Text to read
########################################

Seeing the system dynamic: feature team vs. feature group
Feature group is a temporary group of individuals to deliver specific feature. It is very common in traditional matrix organization, and also called feature project. Meanwhile, feature team is a stable team who takes shared responsibility to deliver feature after feature. The below table from feature team primer summarizes the main differences between them.
feature team |
feature group/project |
stable team that stays together for years and works on many features |
temporary group of people created for one feature or project |
shared team responsibility for all the work |
individual responsibility for 'their' part based on specialization |
self-managing team |
controlled by a project manager |
results in a simple single-line organization (no matrix!) |
results in a matrix organization with resource pools |
team members are dedicated - 100% allocated - to the team |
members are part-time on many projects because of specialization |
Why do organizations make different choices? The below CLD illustrates the system dynamic around it.
Individual efficiency
The main motivation behind looking for the "right" individual to do the work is to create the skill match for individual efficiency. This is reflected by B1-loop, which reads like this:
- the lower individual efficiency
- the more consideration of individual skill in dividing work
- the smaller skill gap
- the higher individual efficiency
However, it creates unintended consequences at individual level shown as R1-loop and R2-loop. Together with B1-loop, it forms typical "fixes that backfire" system archetype.
R1-loop shows the problem with multi-tasking, which reads like this:
- the lower efficiency
- the more consideration of individual skill in dividing work
- the more multi-tasking
- the lower efficiency
Because seeking for perfect work and skill match creates the situation where people are multi-tasking for different feature groups, while multi-tasking is a source of low efficiency, the fix backfires.
R2-loop shows the problem with reduced learning, which reads like this:
- the lower efficiency
- the more consideration of individual skill in dividing work
- the smaller skill gap
- the less learning
- the lower efficiency (with delay)
As people always work on familiar tasks, the learning is reduced, while learning helps increase the efficiency in the long term, the fix backfires.
Team performance
Traditional thinking assumes that team performance is solely or at least mainly decided by individual efficiency, which forms B2-loop by extending B1-loop. It reads like this:
- the worse team performance
- the more consideration of individual skill in dividing work
- the smaller skill gap
- the higher individual efficiency
- the better team performance
Again we see "fixes that backfire" system archetype, this time at team level. It is formed by B2-loop and R3/R4-loop.
R3-loop shows the problem with low interdependency, which reads like this:
- the worse team performance
- the more consideration of individual skill in dividing work
- the smaller skill gap
- the less need for help
- the weaker collaboration
- the worse team performance
The task interdependency enables team collaboration. Once team members perceive little need to help each other, the motivation to collaborate is low. While the team performance is affected much by the level of collaboration, think about the time of integration. The fix backfires.

########################################

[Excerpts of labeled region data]
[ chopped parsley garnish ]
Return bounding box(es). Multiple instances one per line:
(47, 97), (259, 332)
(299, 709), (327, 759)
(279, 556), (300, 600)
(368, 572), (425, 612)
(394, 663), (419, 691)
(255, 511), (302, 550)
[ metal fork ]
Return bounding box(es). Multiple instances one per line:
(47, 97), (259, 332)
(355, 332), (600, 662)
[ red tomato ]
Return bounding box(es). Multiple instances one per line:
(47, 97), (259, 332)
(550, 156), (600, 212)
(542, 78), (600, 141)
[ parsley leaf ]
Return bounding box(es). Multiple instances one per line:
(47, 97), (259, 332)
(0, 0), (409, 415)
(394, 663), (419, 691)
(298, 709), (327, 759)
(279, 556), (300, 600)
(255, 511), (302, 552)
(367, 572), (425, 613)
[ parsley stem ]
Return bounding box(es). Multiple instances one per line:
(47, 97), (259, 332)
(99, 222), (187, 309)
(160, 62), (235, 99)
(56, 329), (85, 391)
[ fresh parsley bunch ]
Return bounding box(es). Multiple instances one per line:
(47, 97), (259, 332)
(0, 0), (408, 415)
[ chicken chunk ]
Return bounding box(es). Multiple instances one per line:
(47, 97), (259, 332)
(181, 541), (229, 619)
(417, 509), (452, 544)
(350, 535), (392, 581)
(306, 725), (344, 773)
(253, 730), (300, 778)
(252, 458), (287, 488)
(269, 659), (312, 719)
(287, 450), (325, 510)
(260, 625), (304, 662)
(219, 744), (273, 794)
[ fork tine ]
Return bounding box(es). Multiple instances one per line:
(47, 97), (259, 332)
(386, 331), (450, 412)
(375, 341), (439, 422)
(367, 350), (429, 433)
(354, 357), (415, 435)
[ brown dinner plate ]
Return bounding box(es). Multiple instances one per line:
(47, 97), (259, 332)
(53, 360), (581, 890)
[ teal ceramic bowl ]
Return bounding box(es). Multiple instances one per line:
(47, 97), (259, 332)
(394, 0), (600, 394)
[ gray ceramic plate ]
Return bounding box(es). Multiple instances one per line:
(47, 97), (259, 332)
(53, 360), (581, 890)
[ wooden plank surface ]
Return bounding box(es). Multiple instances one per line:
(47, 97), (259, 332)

########################################

Problems
**A)** In the feature team text, who controls a feature group?
**B)** In the feature team text, rename "collaboration" to "cooperation" in the passage starting with "R3-loop shows the" and going on through "integration. The fix backfires.".
None of the items are needed.

Worked answers
**A)** A project manager.

**B)**
R3-loop shows the problem with low interdependency, which reads like this:
- the worse team performance
- the more consideration of individual skill in dividing work
- the smaller skill gap
- the less need for help
- the weaker cooperation
- the worse team performance
The task interdependency enables team cooperation. Once team members perceive little need to help each other, the motivation to collaborate is low. While the team performance is affected much by the level of cooperation, think about the time of integration. The fix backfires.